::: Document text :::

Evage, stylised as EVage, is an Indian electric vehicle automaker and automotive technology company based in Chandigarh, India.

History
Evage ventures was incorporated in 2014 by its founder and CEO Inderveer Singh. Evage has combined the logistics designing process with aerospace engineering to rethink and change the transportation industry. This has led to the creation of innovative products like a modular skateboard, which can be used to build different types of vehicles such as SUVs, vans, delivery and public transport vehicles and an exoskeleton covered with space-grade composite material that is both light and strong. Over the last eight years, the business has filed for twenty patents.

In January 2022, Evage Ventures raised $28 million from RedBlue Capital, a venture capital firm based in the US, to fund the completion of its production-ready factory in Chandigarh, Punjab, and plans to start operations in the financial year 2022-23 and scale its production capacity.

In October 2022, Evage partnered with Toshiba India to supply rechargeable lithium-ion cells for battery packs for EVage’s electric vans. This is the first time lithium titanium oxide (LTO) cells have been used in commercial delivery vans, allowing it to build the first million-mile battery with ultra stable chemistry that can be charged within 20 minutes.

::: Given entries :::

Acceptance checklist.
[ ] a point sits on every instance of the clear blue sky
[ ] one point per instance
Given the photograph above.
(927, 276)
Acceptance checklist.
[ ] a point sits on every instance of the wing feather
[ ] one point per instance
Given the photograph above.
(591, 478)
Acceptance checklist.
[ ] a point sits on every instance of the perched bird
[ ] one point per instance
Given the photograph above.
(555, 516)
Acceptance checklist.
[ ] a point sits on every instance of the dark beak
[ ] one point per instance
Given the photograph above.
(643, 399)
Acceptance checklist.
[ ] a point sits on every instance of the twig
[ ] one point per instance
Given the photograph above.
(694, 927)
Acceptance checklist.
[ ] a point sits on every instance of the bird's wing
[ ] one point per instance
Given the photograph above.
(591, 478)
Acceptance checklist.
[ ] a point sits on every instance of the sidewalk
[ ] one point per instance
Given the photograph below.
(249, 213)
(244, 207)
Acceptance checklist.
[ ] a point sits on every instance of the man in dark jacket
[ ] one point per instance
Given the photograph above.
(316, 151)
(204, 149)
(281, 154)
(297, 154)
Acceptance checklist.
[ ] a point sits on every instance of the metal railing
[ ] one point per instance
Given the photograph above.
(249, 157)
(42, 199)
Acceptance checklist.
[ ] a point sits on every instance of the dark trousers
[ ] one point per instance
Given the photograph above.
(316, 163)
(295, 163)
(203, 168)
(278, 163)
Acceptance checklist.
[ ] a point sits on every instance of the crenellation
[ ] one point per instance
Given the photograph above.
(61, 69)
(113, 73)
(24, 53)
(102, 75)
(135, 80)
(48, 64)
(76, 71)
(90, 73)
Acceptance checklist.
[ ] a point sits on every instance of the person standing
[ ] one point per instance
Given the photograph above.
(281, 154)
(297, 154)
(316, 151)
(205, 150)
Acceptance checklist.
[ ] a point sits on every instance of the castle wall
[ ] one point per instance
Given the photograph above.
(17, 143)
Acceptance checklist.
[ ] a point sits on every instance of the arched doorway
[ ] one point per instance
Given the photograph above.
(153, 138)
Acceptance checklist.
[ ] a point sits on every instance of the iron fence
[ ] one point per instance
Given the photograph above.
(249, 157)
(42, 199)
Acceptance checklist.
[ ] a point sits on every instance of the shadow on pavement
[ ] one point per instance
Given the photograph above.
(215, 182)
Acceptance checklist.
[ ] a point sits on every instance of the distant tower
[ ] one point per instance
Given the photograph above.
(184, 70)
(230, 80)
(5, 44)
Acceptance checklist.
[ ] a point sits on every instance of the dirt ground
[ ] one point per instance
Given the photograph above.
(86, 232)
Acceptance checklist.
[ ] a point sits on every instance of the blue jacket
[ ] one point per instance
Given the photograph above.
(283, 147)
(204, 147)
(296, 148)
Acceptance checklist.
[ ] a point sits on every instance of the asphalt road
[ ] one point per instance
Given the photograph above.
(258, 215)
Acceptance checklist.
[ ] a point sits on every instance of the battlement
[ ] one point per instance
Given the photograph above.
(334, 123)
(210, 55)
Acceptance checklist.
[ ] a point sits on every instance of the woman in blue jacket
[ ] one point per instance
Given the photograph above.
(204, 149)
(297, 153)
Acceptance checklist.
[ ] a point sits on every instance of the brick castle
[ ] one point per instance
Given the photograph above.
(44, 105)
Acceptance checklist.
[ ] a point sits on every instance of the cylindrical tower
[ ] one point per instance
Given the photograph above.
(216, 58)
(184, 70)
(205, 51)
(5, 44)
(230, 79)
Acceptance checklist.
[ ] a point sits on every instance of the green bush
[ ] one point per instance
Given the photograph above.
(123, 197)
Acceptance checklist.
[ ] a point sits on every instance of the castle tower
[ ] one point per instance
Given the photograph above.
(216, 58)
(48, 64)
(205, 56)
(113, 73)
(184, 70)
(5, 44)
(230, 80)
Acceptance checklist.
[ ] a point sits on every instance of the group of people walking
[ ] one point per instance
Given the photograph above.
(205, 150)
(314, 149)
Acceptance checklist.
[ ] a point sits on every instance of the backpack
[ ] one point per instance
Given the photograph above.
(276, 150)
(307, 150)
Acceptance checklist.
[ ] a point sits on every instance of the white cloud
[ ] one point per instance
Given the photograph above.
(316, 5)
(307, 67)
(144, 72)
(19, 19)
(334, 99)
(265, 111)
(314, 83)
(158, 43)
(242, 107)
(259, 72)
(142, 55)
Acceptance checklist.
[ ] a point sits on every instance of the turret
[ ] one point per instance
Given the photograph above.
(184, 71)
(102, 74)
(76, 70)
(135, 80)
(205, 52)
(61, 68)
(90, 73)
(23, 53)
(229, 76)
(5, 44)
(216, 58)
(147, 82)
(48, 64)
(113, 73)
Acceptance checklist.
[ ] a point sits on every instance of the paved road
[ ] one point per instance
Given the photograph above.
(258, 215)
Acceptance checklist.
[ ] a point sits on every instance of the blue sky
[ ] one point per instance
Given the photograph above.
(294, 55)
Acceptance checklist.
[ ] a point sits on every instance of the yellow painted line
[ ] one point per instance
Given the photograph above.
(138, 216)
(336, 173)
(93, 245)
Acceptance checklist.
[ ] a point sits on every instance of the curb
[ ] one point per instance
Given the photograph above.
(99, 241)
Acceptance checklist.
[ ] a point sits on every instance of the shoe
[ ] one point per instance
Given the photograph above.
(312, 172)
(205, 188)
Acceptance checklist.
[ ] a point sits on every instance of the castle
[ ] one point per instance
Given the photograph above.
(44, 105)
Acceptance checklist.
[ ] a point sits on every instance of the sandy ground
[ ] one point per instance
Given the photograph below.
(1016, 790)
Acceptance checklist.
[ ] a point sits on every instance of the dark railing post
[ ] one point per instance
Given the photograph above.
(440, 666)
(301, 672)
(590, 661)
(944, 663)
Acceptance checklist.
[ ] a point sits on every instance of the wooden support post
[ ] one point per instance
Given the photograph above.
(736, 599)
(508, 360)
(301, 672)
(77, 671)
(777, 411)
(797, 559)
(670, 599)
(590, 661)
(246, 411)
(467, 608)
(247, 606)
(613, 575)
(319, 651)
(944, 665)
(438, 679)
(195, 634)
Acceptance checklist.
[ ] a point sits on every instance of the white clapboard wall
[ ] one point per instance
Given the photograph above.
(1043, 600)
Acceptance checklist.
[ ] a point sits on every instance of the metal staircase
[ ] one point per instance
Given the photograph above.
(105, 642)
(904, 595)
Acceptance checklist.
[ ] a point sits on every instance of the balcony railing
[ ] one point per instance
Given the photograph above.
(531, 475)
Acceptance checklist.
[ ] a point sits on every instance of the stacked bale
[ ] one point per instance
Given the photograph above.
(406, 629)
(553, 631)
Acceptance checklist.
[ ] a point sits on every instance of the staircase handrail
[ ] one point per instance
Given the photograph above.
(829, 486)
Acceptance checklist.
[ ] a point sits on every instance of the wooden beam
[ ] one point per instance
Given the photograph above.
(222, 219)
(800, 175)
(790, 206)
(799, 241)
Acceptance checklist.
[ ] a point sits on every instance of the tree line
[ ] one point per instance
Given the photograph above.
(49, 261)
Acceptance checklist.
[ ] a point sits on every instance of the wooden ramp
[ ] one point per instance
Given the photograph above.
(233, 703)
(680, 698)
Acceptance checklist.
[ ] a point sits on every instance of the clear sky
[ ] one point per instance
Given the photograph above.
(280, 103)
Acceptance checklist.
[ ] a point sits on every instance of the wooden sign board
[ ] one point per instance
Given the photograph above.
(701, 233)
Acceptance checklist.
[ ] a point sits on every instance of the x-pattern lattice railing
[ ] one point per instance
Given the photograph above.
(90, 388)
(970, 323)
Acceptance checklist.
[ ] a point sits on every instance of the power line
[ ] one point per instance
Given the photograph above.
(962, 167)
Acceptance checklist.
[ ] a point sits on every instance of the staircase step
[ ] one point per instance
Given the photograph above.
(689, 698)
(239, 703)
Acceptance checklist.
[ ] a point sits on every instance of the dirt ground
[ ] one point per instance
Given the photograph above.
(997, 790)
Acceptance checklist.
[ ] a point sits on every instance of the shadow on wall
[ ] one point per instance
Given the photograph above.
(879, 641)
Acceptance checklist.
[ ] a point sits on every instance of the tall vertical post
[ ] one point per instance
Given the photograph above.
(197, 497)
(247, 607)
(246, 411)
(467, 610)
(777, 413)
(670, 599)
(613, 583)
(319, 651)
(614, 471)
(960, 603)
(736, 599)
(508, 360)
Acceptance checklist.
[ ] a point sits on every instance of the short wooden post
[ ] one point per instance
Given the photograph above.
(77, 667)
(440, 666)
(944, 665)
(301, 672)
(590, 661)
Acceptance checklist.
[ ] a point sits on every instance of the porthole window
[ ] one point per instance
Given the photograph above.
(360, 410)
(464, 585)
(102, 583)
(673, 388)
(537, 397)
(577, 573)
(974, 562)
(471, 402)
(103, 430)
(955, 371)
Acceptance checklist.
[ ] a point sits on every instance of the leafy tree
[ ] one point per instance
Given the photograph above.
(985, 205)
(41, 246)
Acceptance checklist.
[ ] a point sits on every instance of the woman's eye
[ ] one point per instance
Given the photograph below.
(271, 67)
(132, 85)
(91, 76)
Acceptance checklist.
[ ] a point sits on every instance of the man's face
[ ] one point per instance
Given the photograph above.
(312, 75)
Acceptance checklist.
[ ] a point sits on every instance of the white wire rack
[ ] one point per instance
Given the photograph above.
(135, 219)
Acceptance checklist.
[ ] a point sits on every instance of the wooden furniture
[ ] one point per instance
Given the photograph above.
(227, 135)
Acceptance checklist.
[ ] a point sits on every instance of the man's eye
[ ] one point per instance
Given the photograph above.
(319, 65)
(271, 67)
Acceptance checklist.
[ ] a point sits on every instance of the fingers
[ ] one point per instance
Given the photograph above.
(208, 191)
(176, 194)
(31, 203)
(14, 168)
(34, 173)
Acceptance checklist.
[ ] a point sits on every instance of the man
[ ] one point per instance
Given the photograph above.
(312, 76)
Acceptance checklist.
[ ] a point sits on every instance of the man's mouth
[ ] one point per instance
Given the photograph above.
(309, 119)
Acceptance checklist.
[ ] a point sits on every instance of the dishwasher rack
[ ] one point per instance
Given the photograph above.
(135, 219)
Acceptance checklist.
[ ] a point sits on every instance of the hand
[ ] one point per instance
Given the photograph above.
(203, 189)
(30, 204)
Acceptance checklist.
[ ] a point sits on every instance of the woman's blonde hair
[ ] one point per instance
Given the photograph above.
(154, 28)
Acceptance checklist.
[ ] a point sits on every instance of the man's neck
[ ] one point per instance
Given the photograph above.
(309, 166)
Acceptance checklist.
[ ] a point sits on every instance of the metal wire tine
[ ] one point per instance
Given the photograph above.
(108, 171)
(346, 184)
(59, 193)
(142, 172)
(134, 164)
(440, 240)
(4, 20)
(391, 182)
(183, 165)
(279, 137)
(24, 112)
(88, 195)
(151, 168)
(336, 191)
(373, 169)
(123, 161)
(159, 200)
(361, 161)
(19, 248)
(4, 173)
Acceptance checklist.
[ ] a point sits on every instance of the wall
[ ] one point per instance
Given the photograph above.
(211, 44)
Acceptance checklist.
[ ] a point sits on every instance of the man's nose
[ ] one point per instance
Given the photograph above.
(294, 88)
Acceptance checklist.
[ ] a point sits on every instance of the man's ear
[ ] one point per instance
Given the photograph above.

:::

### Task A:
According to the Evage article, what was the $28 million raised in January 2022 meant to fund?
### Task B:
Write out the passage of the Evage article from "In January 2022, Evage" up to and including "within 20 minutes.".
The entries have no connection to the Evage article.

### Your response A:
The money raised from RedBlue Capital was meant to fund the completion of Evage's production-ready factory in Chandigarh, Punjab.

### Your response B:
In January 2022, Evage Ventures raised $28 million from RedBlue Capital, a venture capital firm based in the US, to fund the completion of its production-ready factory in Chandigarh, Punjab, and plans to start operations in the financial year 2022-23 and scale its production capacity.

In October 2022, Evage partnered with Toshiba India to supply rechargeable lithium-ion cells for battery packs for EVage’s electric vans. This is the first time lithium titanium oxide (LTO) cells have been used in commercial delivery vans, allowing it to build the first million-mile battery with ultra stable chemistry that can be charged within 20 minutes.